Assignment 1 | Translate this sentence from the Season Six podcast post into Spanish: "It was never a dream I set out to chase."
Assignment 2 | Copy out everything in the Season Six podcast post from "If you’re new" down to "alone in theirs.".
Assignment 3 | Write the next part of the Season Six podcast post, picking up after its last sentence.

Text block |
↓↓↓
Tag: amputee motivation

Unleash the Warrior Within You

Unleash the Warrior Within You

The Year of the Fire Horse and the Power of Becoming

 

Welcome to Season Six of the Be-YOU-tiful Adaptive Warrior (BA Warrior) Podcast—a milestone that still takes my breath away. If you had told me years ago that I would be hosting a podcast, let alone entering its sixth season, I would have laughed. It was never a dream I set out to chase. And yet, here we are. Proof that life doesn’t always unfold according to our plans—but often according to something far greater.

If you’re new here, I want to personally welcome you. And if you’ve been walking this road with me for years, please know how deeply grateful I am. Your messages, your comments, your shared stories, and your willingness to show up week after week are the reason this podcast exists. Be a Warrior is not something I do alone—it’s something we build together.

This podcast is rooted in amputee life. I am an above-knee amputee and have been for seven years. Everything I share comes from lived experience—the victories, the mistakes, the frustrations, the growth, and the moments that test every ounce of resilience. My hope has always been that by sharing my journey honestly, someone else might feel less alone in theirs.

 

A New Season, A New Energy

 

Season Six begins with a theme that feels deeply personal to me: the Year of the Horse—specifically, the Fire Horse. This year carries amplified energy, movement, instinct, and transformation. It also aligns beautifully with where I am in life right now.

I recently completed my equine therapy certification, which allows me to bring the healing power of horses to others in a deeper, more intentional way. Horses have long been part of my life, but this year marks a turning point—where passion, purpose, and service come together. My goal for 2026 is to help expand access to equine therapy for overall well-being, especially for people navigating trauma, change, or physical loss.
↑↑↑
Records from a dataset:
↓↓↓
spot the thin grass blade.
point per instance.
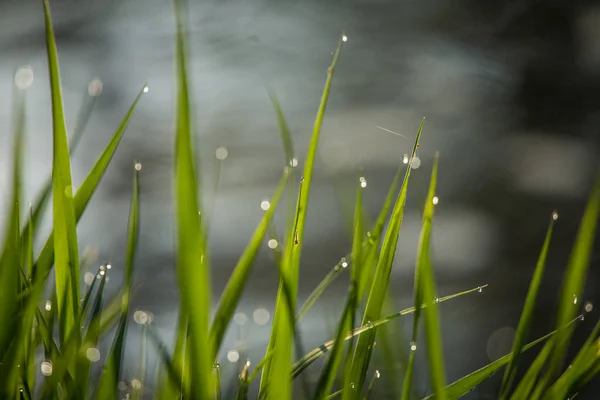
(109, 379)
(527, 314)
(469, 382)
(573, 282)
(237, 281)
(364, 346)
(276, 372)
(192, 263)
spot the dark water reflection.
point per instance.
(509, 91)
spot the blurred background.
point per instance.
(509, 90)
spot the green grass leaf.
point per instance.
(309, 358)
(65, 236)
(527, 313)
(109, 379)
(237, 281)
(10, 265)
(573, 281)
(276, 372)
(364, 347)
(192, 259)
(424, 295)
(468, 383)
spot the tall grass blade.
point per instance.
(423, 287)
(109, 379)
(527, 314)
(65, 236)
(313, 355)
(364, 347)
(276, 372)
(573, 282)
(469, 382)
(192, 263)
(237, 281)
(10, 263)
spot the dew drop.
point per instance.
(95, 87)
(92, 354)
(46, 368)
(233, 356)
(221, 153)
(415, 162)
(265, 205)
(136, 384)
(240, 318)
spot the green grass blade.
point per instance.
(109, 379)
(574, 280)
(526, 384)
(65, 236)
(432, 323)
(468, 383)
(237, 281)
(423, 285)
(346, 322)
(364, 347)
(527, 313)
(43, 197)
(10, 265)
(586, 358)
(86, 190)
(276, 372)
(192, 263)
(313, 355)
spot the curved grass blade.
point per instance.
(316, 353)
(86, 190)
(10, 265)
(109, 379)
(423, 287)
(468, 383)
(586, 358)
(364, 347)
(574, 279)
(192, 263)
(44, 195)
(237, 281)
(527, 314)
(346, 322)
(65, 235)
(276, 372)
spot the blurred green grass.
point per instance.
(191, 371)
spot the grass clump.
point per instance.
(189, 371)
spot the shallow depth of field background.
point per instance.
(510, 91)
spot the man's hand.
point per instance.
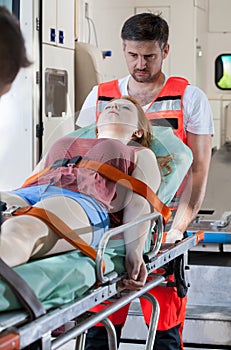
(137, 272)
(173, 236)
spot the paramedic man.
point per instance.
(145, 46)
(12, 50)
(83, 198)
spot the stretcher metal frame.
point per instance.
(16, 332)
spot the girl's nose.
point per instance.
(115, 106)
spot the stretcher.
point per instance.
(19, 329)
(67, 303)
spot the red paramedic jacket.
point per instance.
(165, 110)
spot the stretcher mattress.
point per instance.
(60, 279)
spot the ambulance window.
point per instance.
(223, 71)
(12, 5)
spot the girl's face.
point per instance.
(119, 117)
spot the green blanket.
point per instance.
(60, 279)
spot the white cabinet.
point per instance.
(58, 42)
(58, 23)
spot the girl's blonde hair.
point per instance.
(146, 139)
(143, 124)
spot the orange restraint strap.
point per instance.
(116, 175)
(108, 171)
(129, 182)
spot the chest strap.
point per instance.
(113, 174)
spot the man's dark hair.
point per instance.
(145, 27)
(12, 47)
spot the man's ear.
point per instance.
(138, 133)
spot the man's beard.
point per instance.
(145, 79)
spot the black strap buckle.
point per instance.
(60, 162)
(74, 161)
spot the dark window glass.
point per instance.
(223, 71)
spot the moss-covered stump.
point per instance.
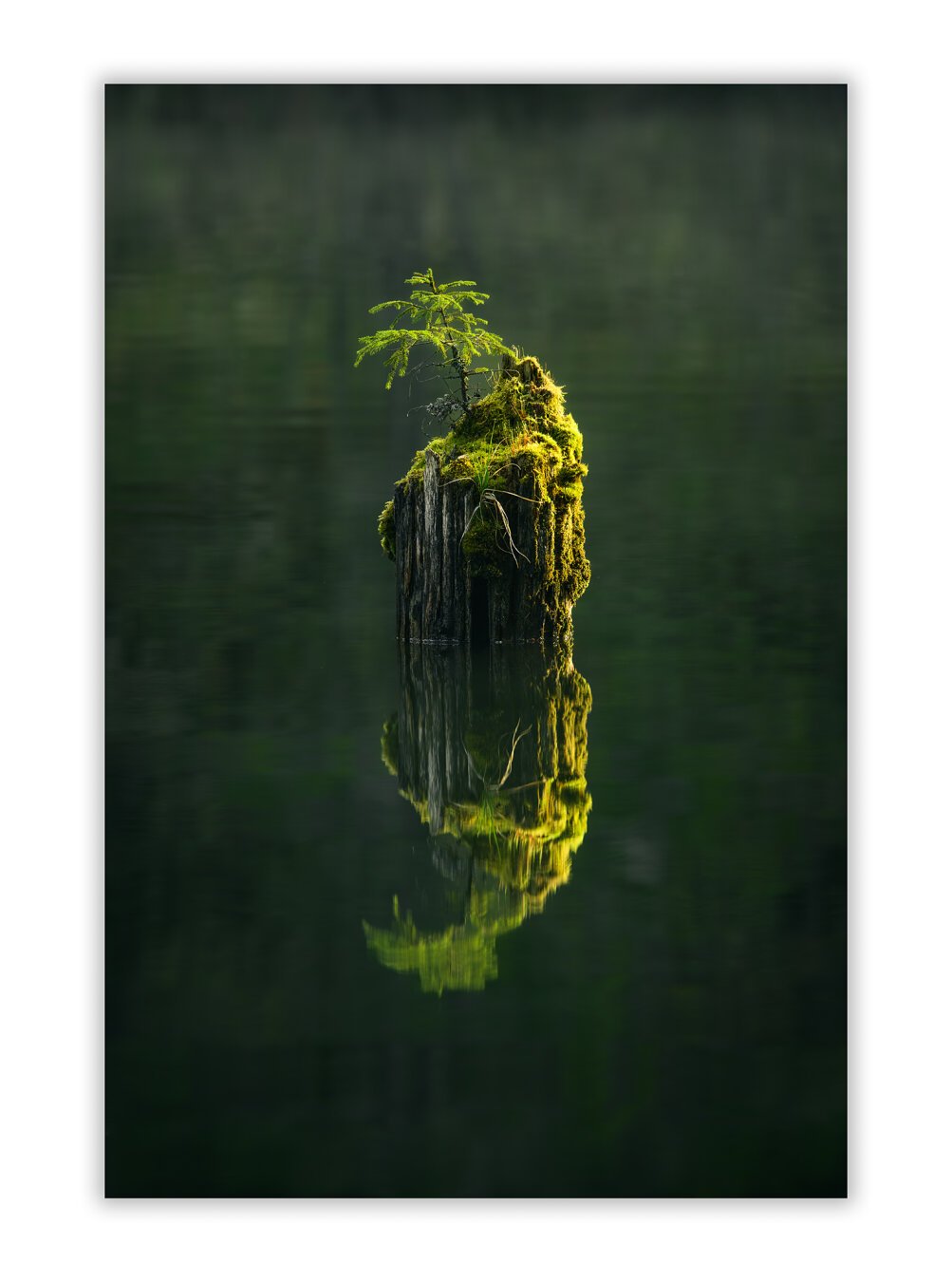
(491, 753)
(487, 527)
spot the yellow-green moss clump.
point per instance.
(519, 443)
(520, 818)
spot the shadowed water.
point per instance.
(637, 875)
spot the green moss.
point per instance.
(386, 530)
(483, 550)
(519, 439)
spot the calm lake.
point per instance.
(326, 973)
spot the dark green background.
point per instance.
(674, 1022)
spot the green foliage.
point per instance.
(435, 314)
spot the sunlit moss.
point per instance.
(386, 528)
(518, 817)
(518, 440)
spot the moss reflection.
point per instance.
(491, 753)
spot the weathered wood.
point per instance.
(439, 599)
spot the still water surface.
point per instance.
(384, 923)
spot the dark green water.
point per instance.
(670, 1018)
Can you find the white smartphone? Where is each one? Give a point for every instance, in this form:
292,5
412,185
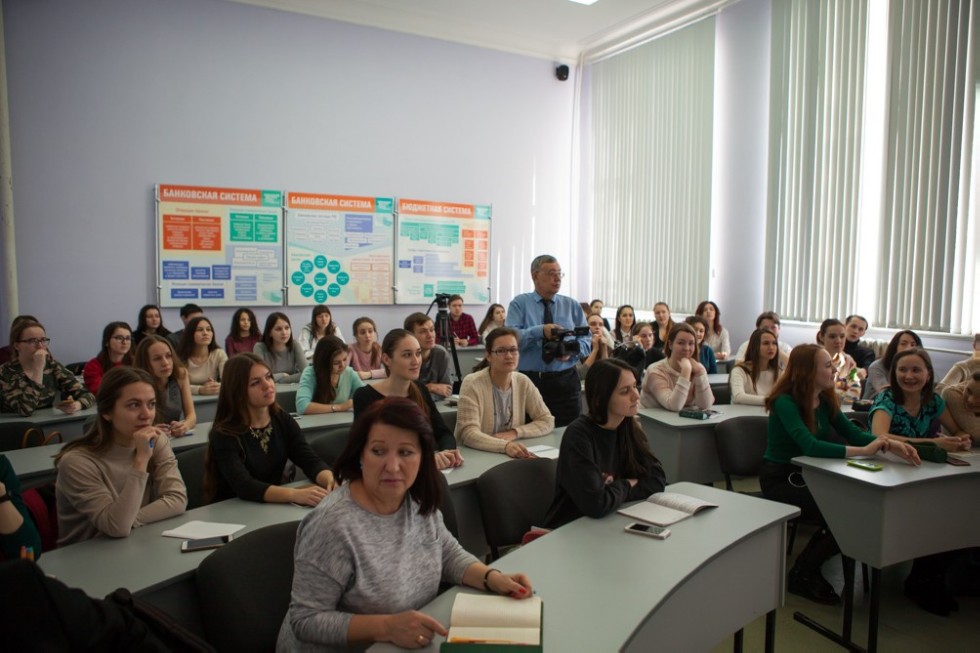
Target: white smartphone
205,543
649,530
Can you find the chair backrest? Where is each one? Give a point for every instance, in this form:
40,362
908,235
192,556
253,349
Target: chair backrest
190,462
330,443
741,444
244,589
514,497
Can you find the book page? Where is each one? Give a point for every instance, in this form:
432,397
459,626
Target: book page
654,514
474,635
681,502
489,611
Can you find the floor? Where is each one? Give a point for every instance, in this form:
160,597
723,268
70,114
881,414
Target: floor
903,626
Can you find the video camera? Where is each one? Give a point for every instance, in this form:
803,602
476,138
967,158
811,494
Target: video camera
564,342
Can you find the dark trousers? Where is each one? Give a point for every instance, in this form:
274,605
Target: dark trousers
561,392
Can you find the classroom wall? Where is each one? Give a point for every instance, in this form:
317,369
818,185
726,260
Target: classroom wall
109,97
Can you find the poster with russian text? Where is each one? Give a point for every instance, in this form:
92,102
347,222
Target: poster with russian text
219,246
339,249
442,248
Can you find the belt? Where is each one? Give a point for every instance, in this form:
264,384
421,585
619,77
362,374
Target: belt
549,375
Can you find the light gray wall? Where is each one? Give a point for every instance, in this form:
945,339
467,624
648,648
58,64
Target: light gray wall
109,97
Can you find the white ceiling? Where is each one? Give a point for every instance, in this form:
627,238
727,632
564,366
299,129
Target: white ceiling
549,29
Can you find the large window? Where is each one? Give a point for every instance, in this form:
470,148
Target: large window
651,131
871,162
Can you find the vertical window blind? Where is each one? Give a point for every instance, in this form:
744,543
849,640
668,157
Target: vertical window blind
815,135
928,257
651,121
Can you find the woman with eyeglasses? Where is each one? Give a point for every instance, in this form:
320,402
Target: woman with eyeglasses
495,399
32,378
117,349
328,385
204,359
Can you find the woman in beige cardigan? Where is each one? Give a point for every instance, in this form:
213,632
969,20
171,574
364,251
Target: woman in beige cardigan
494,399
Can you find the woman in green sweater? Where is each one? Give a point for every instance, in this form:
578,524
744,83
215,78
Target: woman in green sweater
805,420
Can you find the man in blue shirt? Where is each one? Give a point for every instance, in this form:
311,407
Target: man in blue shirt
537,316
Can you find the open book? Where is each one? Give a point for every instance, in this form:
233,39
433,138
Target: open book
495,621
666,508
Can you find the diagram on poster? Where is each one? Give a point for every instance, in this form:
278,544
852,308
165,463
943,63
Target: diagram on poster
339,249
219,246
442,248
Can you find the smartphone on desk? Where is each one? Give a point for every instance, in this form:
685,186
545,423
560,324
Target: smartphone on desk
658,532
205,543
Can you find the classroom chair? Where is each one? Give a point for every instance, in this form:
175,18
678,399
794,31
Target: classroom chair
244,589
190,462
514,497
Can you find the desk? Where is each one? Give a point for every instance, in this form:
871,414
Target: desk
883,518
686,447
717,572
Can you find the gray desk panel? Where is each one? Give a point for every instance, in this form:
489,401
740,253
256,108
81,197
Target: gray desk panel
642,584
883,518
686,447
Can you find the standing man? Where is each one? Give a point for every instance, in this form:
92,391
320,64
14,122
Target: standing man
537,316
434,374
461,325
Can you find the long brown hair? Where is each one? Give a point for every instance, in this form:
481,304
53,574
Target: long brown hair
752,365
601,382
799,382
98,437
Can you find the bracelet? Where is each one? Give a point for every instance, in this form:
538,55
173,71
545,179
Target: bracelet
486,576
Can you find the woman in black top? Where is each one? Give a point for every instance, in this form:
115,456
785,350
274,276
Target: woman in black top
401,356
605,460
252,438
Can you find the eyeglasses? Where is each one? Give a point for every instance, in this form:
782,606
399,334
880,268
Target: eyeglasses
34,342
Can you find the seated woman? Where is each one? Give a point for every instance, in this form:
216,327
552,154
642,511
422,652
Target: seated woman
117,349
402,358
244,333
805,420
496,399
328,385
32,378
664,324
753,378
603,345
204,359
879,371
284,355
832,336
122,473
605,459
908,410
251,440
625,323
496,318
149,323
365,352
175,412
963,403
706,355
679,380
717,337
17,527
377,549
320,326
↑↑↑
Written reply 1 | Nunca fue un sueño que me propusiera perseguir.

Written reply 2 |
If you’re new here, I want to personally welcome you. And if you’ve been walking this road with me for years, please know how deeply grateful I am. Your messages, your comments, your shared stories, and your willingness to show up week after week are the reason this podcast exists. Be a Warrior is not something I do alone—it’s something we build together.

This podcast is rooted in amputee life. I am an above-knee amputee and have been for seven years. Everything I share comes from lived experience—the victories, the mistakes, the frustrations, the growth, and the moments that test every ounce of resilience. My hope has always been that by sharing my journey honestly, someone else might feel less alone in theirs.

Written reply 3 |
But before we talk about where we’re going, let me tell you how this year actually started—because it wasn’t graceful.

 

 

A Rough Start and an Important Lesson

 

My husband and I took a short getaway to Sedona, Arizona—a place that feels like a deep breath for the soul. We live in the desert, but a quick drive north brings cooler air, pine trees, red rocks, and a sense of escape. It was meant to be a simple, restorative weekend.

In typical fashion, I packed last minute. I grabbed my makeup, hair products, clothes—and we were out the door.

What I didn’t grab?

Two things no above-knee amputee should ever forget:

 

  1. My prosthetic charging cord
  2. The bag I use to pull my leg into my socket

My bag to put my socket on….that I forgot.

 

I realized the charging cord was missing first. Panic set in—until I checked my prosthetic’s battery level. Eighty-two percent. I could manage one day.

Then came the second realization.

No bag.

For those unfamiliar, I am a skin-fit amputee, meaning I don’t use liners or traditional suction. My leg requires a specific bag to pull the skin properly into the socket. Without it, my prosthesis does not go on. No shortcuts. No substitutes—at least, not easily.

I didn’t sleep that night. I ran through every possible outcome: crutching around town, canceling plans, going home early. I was frustrated—not just because I forgot something critical, but because I knew better.

Ironically, the reason I forgot was also a sign of progress. I had become so comfortable in my body, so confident in my mobility, that I wasn’t thinking about “what ifs” anymore. My prosthesis had become as normal to me as legs are to two-legged people.

Comfort is a gift—but complacency can be costly.

 

Adaptation Is a Warrior Skill

 

The next morning, I went into full problem-solving mode. I asked myself: What do I have? What can I use?

Garbage bags wouldn’t work—they’d tear. A standard pillowcase was too thick. Then I spotted a silk pillowcase. Thin. Slippery. Flexible.

It wasn’t perfect—but it worked.

I was able to walk around town that day. I didn’t hike, knowing my limits. When I got home later, I had blisters and raw skin—but I was mobile. I adapted.

And that’s what amputee life often requires: creativity, patience, resilience, and the willingness to meet challenges head-on.

 

The Unpredictability of Phantom Pain

 

Just days later, I was reminded again how unpredictable this journey can be.

Despite having minimal phantom pain since my nerve revision surgery, I was suddenly hit with intense, stabbing sensations in a foot that no longer exists. The pain came in waves—sharp, jolting, and relentless. It lasted for hours and woke me from sleep.

There was no obvious trigger. No overexertion. No trauma.

Through experience, I’ve learned that phantom pain doesn’t need permission. It arrives when it wants—and leaves when it’s ready.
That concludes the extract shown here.